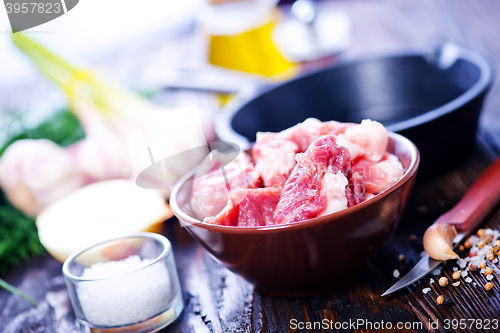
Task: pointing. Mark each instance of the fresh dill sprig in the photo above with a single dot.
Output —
(18, 234)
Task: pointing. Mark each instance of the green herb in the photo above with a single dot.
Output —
(16, 291)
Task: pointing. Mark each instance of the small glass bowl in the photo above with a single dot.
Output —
(143, 299)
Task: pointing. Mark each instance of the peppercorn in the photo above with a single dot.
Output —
(481, 233)
(443, 281)
(468, 244)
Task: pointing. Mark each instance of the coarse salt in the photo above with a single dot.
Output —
(437, 271)
(126, 294)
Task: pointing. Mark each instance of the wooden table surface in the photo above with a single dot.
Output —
(216, 300)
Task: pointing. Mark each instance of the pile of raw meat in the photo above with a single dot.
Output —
(310, 170)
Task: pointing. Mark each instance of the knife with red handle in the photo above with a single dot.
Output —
(465, 216)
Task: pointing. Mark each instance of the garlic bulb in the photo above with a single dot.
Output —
(35, 173)
(438, 241)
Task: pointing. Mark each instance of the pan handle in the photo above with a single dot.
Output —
(478, 202)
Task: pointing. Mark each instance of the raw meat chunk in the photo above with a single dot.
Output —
(248, 208)
(355, 191)
(228, 216)
(368, 139)
(379, 176)
(275, 158)
(303, 197)
(334, 188)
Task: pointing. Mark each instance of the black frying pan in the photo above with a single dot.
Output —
(434, 99)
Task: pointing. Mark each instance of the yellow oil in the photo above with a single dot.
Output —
(252, 51)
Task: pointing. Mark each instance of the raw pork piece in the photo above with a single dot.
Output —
(209, 192)
(355, 192)
(379, 176)
(275, 158)
(368, 139)
(248, 208)
(334, 187)
(275, 152)
(303, 197)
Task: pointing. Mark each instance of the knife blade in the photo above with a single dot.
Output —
(422, 268)
(470, 211)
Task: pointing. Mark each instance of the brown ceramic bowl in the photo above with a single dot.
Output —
(312, 256)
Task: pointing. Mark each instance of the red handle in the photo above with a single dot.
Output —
(478, 202)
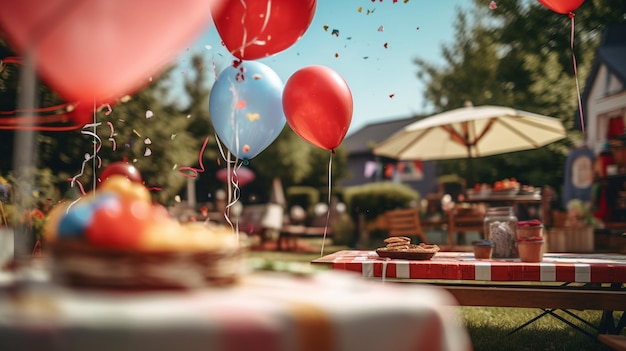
==================================================
» **ASSIGNMENT**
What is needed is a verbatim copy of the material, minus its pictures.

» **ANSWER TO THE EXERCISE**
Task: pointing. Mark each instance of the fresh dill sprig in the photo above with a single dot.
Output —
(18, 234)
Task: pointing. Mark each instance of the green herb in the photo above with a single dot.
Output —
(16, 291)
Task: pointing. Mark each instance of the small glass bowl in the photo above with a single dot.
Output —
(143, 299)
Task: pointing. Mark each instance of the peppercorn in the photo above with a single dot.
Output —
(481, 233)
(443, 281)
(468, 244)
Task: pointing. Mark each instance of the coarse salt in the photo above with a single dot.
Output —
(437, 271)
(126, 294)
Task: pointing. Mark each instance of the wooden table surface in the photo above with a single dot.
Output —
(216, 300)
Task: pointing. Mark each instance of the pile of raw meat in the photo above with a single dot.
Output —
(310, 170)
Task: pointing. Mark each instance of the knife with red handle in the photo above with a single dot.
Output —
(465, 216)
Task: pointing. Mark each instance of the garlic bulb in the photo above with a single dot.
Output —
(35, 173)
(438, 241)
Task: pointing. Mark each instance of the pan handle in the photo above with a single dot.
Output —
(478, 202)
Task: pointing. Mark each instance of the raw meat chunk in the photo above with a single dot.
Output —
(248, 208)
(355, 191)
(228, 216)
(368, 139)
(379, 176)
(275, 158)
(303, 197)
(334, 188)
Task: pointing. Mark each instance of the black frying pan in the photo above with a single dot.
Output —
(434, 99)
Task: pointing. Mark each instance of the yellow oil in the photo above with a single dot.
Output —
(252, 51)
Task: pointing. Mark each instance of the raw pork piece in the photo above with a single dot.
Output —
(209, 192)
(355, 192)
(379, 176)
(275, 158)
(368, 139)
(248, 208)
(334, 187)
(275, 152)
(303, 197)
Task: pointing. Mark each instance of the knife blade in the photo above with a single dot.
Output —
(422, 268)
(470, 211)
Task: pointing. Mark each instance of the brown ceramic bowl in the photo above with a single dot.
Output —
(312, 256)
Task: pointing. Mark each instance of the red handle in the photo above with a single dot.
Output —
(478, 202)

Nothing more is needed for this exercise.